== Provided material ==

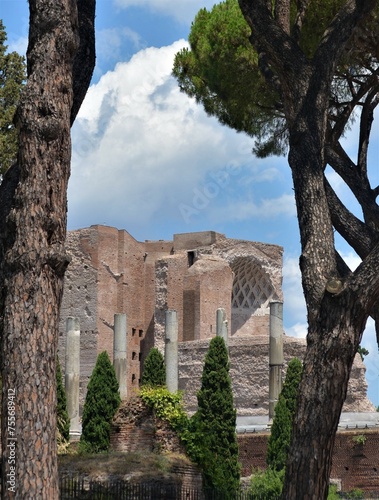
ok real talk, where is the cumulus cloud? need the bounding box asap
[69,40,261,234]
[114,0,217,24]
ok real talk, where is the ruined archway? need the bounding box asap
[230,257,278,336]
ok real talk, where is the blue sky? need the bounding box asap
[1,0,379,407]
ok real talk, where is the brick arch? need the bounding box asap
[230,257,278,336]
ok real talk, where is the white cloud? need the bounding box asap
[68,40,254,232]
[113,0,218,24]
[285,322,307,338]
[337,249,362,271]
[210,193,296,224]
[8,36,28,57]
[97,27,144,57]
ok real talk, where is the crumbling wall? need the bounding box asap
[178,335,375,416]
[59,228,98,412]
[238,430,379,493]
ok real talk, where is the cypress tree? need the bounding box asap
[141,347,165,387]
[190,336,240,496]
[267,357,303,471]
[80,351,121,453]
[0,21,26,177]
[56,356,70,444]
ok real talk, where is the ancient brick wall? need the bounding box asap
[59,225,374,417]
[332,430,379,492]
[110,396,185,455]
[142,240,173,365]
[178,336,374,416]
[59,228,99,412]
[237,430,379,494]
[182,257,233,341]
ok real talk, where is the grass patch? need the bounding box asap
[58,449,192,480]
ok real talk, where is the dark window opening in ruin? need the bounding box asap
[188,251,195,267]
[139,329,143,337]
[132,352,137,360]
[132,374,136,383]
[138,353,142,361]
[132,328,136,336]
[210,324,212,333]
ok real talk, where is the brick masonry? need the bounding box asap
[110,397,379,494]
[238,429,379,493]
[59,225,375,416]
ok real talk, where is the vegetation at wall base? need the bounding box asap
[140,386,189,433]
[80,351,121,453]
[56,356,70,446]
[249,468,284,499]
[141,347,166,387]
[184,336,240,498]
[267,357,303,471]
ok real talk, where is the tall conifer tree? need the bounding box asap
[0,20,26,177]
[80,351,121,453]
[141,347,165,387]
[267,357,303,471]
[190,336,240,497]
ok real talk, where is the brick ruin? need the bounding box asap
[58,224,375,415]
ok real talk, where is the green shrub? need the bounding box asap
[352,434,366,446]
[56,356,70,445]
[187,336,240,498]
[327,484,340,499]
[267,357,303,471]
[344,489,364,499]
[80,351,121,453]
[140,386,189,432]
[249,467,284,499]
[141,347,165,387]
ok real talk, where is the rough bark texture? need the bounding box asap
[238,0,379,498]
[0,0,95,497]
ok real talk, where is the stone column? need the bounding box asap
[216,307,228,346]
[113,313,127,400]
[65,317,80,437]
[165,310,178,393]
[269,301,284,421]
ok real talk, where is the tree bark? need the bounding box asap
[0,1,95,497]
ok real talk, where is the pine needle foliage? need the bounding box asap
[80,351,121,453]
[0,21,26,177]
[187,336,240,497]
[141,347,165,387]
[56,356,70,444]
[267,357,303,471]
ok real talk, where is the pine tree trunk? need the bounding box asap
[281,121,371,498]
[283,296,367,499]
[0,1,79,496]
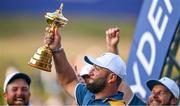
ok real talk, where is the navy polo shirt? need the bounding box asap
[127,94,146,105]
[75,83,125,105]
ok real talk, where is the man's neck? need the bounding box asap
[95,86,118,99]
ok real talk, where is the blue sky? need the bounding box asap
[0,0,144,17]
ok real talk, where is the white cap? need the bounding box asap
[3,71,31,93]
[147,77,180,99]
[84,52,126,79]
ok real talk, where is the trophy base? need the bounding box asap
[28,60,52,72]
[28,46,52,72]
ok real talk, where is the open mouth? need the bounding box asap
[150,100,161,106]
[15,97,24,103]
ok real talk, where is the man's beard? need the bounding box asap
[86,77,107,94]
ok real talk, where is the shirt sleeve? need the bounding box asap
[75,83,88,105]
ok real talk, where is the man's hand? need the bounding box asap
[44,27,62,50]
[106,27,120,54]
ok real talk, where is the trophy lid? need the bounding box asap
[45,3,68,25]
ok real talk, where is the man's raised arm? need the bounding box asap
[106,27,133,103]
[44,27,78,98]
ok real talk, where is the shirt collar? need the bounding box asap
[107,91,124,99]
[88,91,124,102]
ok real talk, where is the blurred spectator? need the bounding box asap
[147,77,180,106]
[3,67,31,105]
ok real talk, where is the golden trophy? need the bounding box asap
[28,3,68,72]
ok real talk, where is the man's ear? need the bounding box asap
[170,97,178,105]
[3,92,7,101]
[108,73,117,83]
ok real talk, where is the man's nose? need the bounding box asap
[16,89,23,96]
[152,92,159,98]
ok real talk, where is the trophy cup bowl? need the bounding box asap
[28,3,68,72]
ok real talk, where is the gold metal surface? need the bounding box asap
[28,3,68,72]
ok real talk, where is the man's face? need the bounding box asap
[148,84,173,106]
[84,65,110,94]
[4,78,31,106]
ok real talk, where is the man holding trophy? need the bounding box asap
[28,3,145,105]
[28,3,126,105]
[37,3,128,105]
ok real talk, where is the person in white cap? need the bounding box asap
[79,27,145,105]
[147,77,180,106]
[3,71,31,106]
[44,26,146,105]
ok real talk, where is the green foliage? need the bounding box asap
[0,87,3,104]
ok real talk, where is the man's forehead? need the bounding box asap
[152,84,168,91]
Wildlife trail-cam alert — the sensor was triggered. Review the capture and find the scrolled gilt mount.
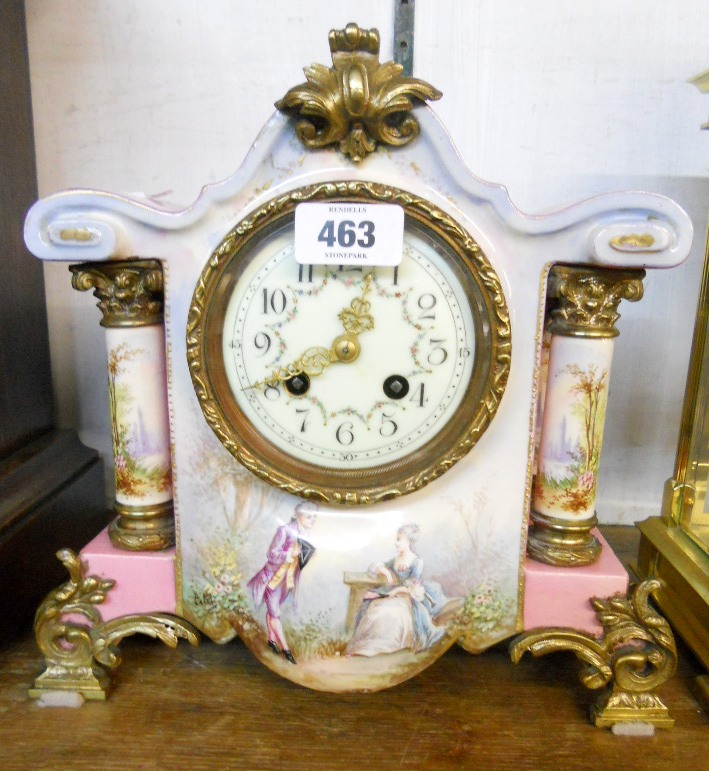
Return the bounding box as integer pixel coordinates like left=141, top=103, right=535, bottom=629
left=276, top=22, right=441, bottom=162
left=510, top=579, right=677, bottom=729
left=29, top=550, right=199, bottom=700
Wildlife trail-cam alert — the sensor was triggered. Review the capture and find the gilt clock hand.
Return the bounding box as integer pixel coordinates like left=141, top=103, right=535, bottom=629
left=337, top=272, right=374, bottom=336
left=250, top=274, right=375, bottom=393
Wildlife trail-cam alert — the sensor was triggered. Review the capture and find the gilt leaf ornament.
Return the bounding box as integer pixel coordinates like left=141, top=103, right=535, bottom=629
left=276, top=23, right=441, bottom=162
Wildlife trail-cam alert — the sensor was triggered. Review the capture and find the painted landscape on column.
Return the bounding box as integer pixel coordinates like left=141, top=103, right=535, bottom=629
left=106, top=332, right=172, bottom=506
left=534, top=338, right=612, bottom=521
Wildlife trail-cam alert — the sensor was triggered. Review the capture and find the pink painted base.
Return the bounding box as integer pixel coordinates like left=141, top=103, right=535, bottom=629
left=80, top=528, right=177, bottom=621
left=523, top=529, right=628, bottom=636
left=78, top=528, right=625, bottom=637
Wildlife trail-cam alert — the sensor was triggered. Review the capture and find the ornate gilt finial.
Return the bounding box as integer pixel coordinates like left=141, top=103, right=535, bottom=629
left=328, top=22, right=379, bottom=54
left=276, top=22, right=442, bottom=163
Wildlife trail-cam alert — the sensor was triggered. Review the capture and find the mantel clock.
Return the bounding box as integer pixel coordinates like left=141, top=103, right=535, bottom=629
left=24, top=23, right=692, bottom=707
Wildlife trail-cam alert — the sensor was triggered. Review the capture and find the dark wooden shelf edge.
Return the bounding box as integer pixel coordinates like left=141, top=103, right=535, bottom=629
left=0, top=430, right=101, bottom=531
left=0, top=430, right=109, bottom=637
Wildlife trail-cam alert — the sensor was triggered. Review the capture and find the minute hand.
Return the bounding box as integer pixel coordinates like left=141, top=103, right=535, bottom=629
left=337, top=274, right=374, bottom=336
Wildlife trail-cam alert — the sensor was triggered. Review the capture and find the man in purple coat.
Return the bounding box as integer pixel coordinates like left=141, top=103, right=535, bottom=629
left=247, top=502, right=317, bottom=664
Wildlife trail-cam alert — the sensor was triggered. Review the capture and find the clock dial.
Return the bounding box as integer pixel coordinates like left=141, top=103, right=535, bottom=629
left=223, top=231, right=475, bottom=469
left=188, top=182, right=510, bottom=504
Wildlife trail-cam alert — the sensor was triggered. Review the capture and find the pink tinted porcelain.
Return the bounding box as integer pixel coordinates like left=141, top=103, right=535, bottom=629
left=523, top=529, right=628, bottom=635
left=79, top=525, right=627, bottom=653
left=80, top=529, right=176, bottom=621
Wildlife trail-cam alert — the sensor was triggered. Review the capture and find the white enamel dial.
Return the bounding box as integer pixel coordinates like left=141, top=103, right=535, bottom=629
left=221, top=224, right=476, bottom=469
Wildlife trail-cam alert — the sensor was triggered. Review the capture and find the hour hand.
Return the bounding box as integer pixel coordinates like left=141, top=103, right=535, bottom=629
left=249, top=276, right=374, bottom=395
left=251, top=332, right=361, bottom=395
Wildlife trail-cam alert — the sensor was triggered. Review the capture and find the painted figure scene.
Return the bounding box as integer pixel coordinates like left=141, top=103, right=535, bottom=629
left=183, top=451, right=517, bottom=691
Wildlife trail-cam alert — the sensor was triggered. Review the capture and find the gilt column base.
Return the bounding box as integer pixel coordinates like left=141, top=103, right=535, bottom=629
left=109, top=500, right=175, bottom=551
left=527, top=510, right=601, bottom=567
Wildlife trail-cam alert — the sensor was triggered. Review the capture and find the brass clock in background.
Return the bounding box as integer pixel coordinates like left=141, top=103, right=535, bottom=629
left=187, top=182, right=511, bottom=505
left=637, top=220, right=709, bottom=710
left=637, top=69, right=709, bottom=711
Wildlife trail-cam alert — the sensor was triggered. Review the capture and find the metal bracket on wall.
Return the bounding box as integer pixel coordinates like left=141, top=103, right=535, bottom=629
left=394, top=0, right=415, bottom=77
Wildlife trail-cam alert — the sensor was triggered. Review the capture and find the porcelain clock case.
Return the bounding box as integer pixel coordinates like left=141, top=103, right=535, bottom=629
left=189, top=184, right=509, bottom=506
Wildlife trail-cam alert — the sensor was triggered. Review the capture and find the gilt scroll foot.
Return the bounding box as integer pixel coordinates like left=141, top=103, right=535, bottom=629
left=510, top=579, right=676, bottom=729
left=29, top=549, right=199, bottom=701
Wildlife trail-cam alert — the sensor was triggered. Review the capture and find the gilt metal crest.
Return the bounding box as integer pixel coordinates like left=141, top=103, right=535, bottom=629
left=276, top=23, right=441, bottom=163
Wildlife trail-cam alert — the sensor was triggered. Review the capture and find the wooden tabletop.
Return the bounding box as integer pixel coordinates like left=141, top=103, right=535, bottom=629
left=1, top=526, right=706, bottom=770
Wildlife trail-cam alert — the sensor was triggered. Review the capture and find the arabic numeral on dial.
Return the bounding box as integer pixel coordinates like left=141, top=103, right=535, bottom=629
left=262, top=288, right=287, bottom=314
left=253, top=332, right=271, bottom=356
left=427, top=338, right=448, bottom=365
left=264, top=384, right=281, bottom=401
left=410, top=383, right=428, bottom=407
left=379, top=412, right=398, bottom=437
left=459, top=346, right=471, bottom=358
left=295, top=407, right=310, bottom=433
left=418, top=293, right=437, bottom=320
left=335, top=421, right=355, bottom=446
left=340, top=452, right=354, bottom=461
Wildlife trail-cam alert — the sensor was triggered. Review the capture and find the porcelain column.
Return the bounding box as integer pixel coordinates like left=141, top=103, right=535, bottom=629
left=528, top=265, right=645, bottom=566
left=71, top=260, right=174, bottom=550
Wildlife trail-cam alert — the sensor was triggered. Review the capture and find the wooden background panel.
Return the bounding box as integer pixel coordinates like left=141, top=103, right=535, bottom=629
left=0, top=0, right=108, bottom=635
left=0, top=0, right=53, bottom=457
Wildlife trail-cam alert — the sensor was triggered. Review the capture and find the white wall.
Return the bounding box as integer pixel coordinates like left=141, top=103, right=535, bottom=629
left=25, top=0, right=709, bottom=523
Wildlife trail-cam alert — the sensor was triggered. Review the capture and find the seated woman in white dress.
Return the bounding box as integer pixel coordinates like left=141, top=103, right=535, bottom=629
left=345, top=523, right=450, bottom=657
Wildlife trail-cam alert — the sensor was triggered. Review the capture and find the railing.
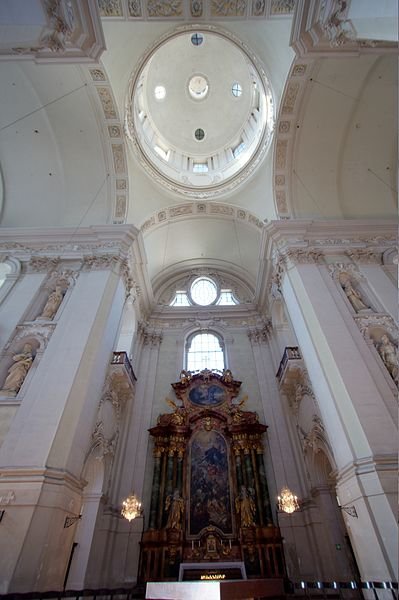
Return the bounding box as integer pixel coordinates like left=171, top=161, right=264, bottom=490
left=111, top=351, right=137, bottom=384
left=276, top=346, right=302, bottom=382
left=291, top=580, right=398, bottom=599
left=0, top=587, right=145, bottom=600
left=0, top=581, right=397, bottom=600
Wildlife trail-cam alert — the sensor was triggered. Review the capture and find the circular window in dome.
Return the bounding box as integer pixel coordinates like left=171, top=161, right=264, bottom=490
left=195, top=128, right=205, bottom=141
left=188, top=75, right=209, bottom=100
left=191, top=32, right=204, bottom=46
left=154, top=85, right=166, bottom=100
left=232, top=82, right=242, bottom=97
left=190, top=277, right=218, bottom=306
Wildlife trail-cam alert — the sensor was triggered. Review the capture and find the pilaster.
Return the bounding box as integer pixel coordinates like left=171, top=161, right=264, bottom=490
left=264, top=219, right=398, bottom=581
left=0, top=225, right=140, bottom=592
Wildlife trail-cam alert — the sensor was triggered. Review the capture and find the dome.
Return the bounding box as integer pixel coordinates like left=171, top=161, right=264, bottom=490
left=125, top=26, right=274, bottom=199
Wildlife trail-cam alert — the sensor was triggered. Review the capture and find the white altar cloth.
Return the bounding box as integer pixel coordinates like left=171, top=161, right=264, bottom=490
left=146, top=581, right=221, bottom=599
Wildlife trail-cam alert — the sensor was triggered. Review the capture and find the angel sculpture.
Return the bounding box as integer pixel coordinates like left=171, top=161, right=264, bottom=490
left=165, top=397, right=186, bottom=425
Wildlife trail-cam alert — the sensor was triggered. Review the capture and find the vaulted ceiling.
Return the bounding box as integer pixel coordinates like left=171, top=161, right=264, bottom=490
left=0, top=0, right=396, bottom=299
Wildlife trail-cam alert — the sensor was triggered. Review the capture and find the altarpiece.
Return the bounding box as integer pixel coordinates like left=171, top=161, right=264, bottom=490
left=140, top=369, right=284, bottom=582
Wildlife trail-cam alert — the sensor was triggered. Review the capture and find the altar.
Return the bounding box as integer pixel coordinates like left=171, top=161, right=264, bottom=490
left=146, top=579, right=286, bottom=599
left=140, top=369, right=284, bottom=583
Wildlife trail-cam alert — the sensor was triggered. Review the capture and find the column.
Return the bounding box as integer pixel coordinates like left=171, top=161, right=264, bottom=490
left=149, top=450, right=162, bottom=529
left=256, top=450, right=273, bottom=525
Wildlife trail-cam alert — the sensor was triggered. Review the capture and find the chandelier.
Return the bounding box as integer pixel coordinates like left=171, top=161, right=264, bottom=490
left=277, top=487, right=299, bottom=514
left=121, top=493, right=142, bottom=522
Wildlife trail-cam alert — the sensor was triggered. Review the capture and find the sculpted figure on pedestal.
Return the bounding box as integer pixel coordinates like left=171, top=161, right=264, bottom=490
left=165, top=489, right=184, bottom=530
left=1, top=344, right=34, bottom=395
left=235, top=486, right=256, bottom=527
left=377, top=334, right=398, bottom=384
left=37, top=285, right=64, bottom=320
left=342, top=280, right=369, bottom=312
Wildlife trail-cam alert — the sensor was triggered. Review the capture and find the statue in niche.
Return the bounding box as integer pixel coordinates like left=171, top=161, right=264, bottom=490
left=235, top=486, right=256, bottom=527
left=165, top=489, right=185, bottom=530
left=341, top=278, right=369, bottom=312
left=1, top=344, right=34, bottom=396
left=377, top=334, right=398, bottom=384
left=37, top=285, right=64, bottom=320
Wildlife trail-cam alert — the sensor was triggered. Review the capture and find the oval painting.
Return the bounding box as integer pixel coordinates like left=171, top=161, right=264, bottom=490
left=188, top=383, right=226, bottom=406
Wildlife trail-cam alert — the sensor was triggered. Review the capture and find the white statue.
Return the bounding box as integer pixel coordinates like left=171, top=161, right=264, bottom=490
left=1, top=344, right=34, bottom=396
left=37, top=286, right=64, bottom=320
left=377, top=335, right=398, bottom=384
left=342, top=280, right=369, bottom=312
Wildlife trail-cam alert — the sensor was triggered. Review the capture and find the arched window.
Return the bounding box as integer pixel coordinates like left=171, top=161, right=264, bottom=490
left=186, top=332, right=225, bottom=371
left=0, top=262, right=11, bottom=288
left=0, top=258, right=20, bottom=306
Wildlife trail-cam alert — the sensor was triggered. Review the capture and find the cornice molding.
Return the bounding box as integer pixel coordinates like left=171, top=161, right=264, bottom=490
left=256, top=219, right=397, bottom=309
left=290, top=0, right=398, bottom=58
left=0, top=0, right=105, bottom=63
left=97, top=0, right=295, bottom=21
left=0, top=225, right=139, bottom=259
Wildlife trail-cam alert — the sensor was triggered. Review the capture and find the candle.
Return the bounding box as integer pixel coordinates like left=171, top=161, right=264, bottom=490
left=229, top=540, right=232, bottom=549
left=191, top=541, right=194, bottom=550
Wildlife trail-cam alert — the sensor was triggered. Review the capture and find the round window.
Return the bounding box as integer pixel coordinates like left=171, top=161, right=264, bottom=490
left=190, top=277, right=218, bottom=306
left=232, top=82, right=242, bottom=97
left=188, top=75, right=209, bottom=101
left=154, top=85, right=166, bottom=100
left=195, top=128, right=205, bottom=141
left=191, top=33, right=204, bottom=46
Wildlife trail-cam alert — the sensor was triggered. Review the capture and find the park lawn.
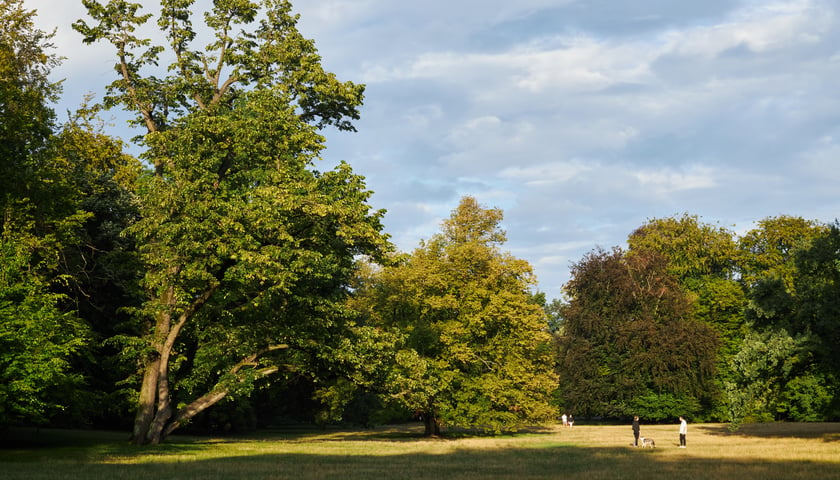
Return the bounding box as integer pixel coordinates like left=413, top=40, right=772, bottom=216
left=1, top=422, right=838, bottom=480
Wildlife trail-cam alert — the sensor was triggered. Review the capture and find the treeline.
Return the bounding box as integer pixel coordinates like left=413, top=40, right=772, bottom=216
left=555, top=214, right=840, bottom=425
left=1, top=0, right=554, bottom=444
left=1, top=0, right=838, bottom=445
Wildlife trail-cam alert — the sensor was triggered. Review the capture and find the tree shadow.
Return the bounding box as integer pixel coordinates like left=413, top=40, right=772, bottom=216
left=698, top=422, right=840, bottom=442
left=3, top=442, right=838, bottom=480
left=197, top=423, right=558, bottom=444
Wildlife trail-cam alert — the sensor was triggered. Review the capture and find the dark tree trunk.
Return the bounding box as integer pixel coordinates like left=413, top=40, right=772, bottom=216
left=423, top=410, right=441, bottom=437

===

Review the material and copy each line in which the word "gilt" appears.

Wildlife trail-cam alert — the sensor was triggered. Review the capture and find the scrolled gilt mount.
Wildlife trail-cam alert — the sensor was triggered. Review the capture and find the gilt clock hand.
Wildlife trail-cam alert — the sensor was triggered. Review the capture and find the gilt leaf ornament.
Wildlife trail-cam alert — the sensor was triggered. Review the capture and find the ornate gilt finial.
Wildlife trail-cam alert — the sensor was triggered. Review the capture and find the gilt column base.
Wildlife trail-cam alert — the sensor was triggered. Review the capture and find the gilt scroll foot.
Wildlife trail-cam alert — the sensor was triggered. Review the capture and find the gilt metal crest.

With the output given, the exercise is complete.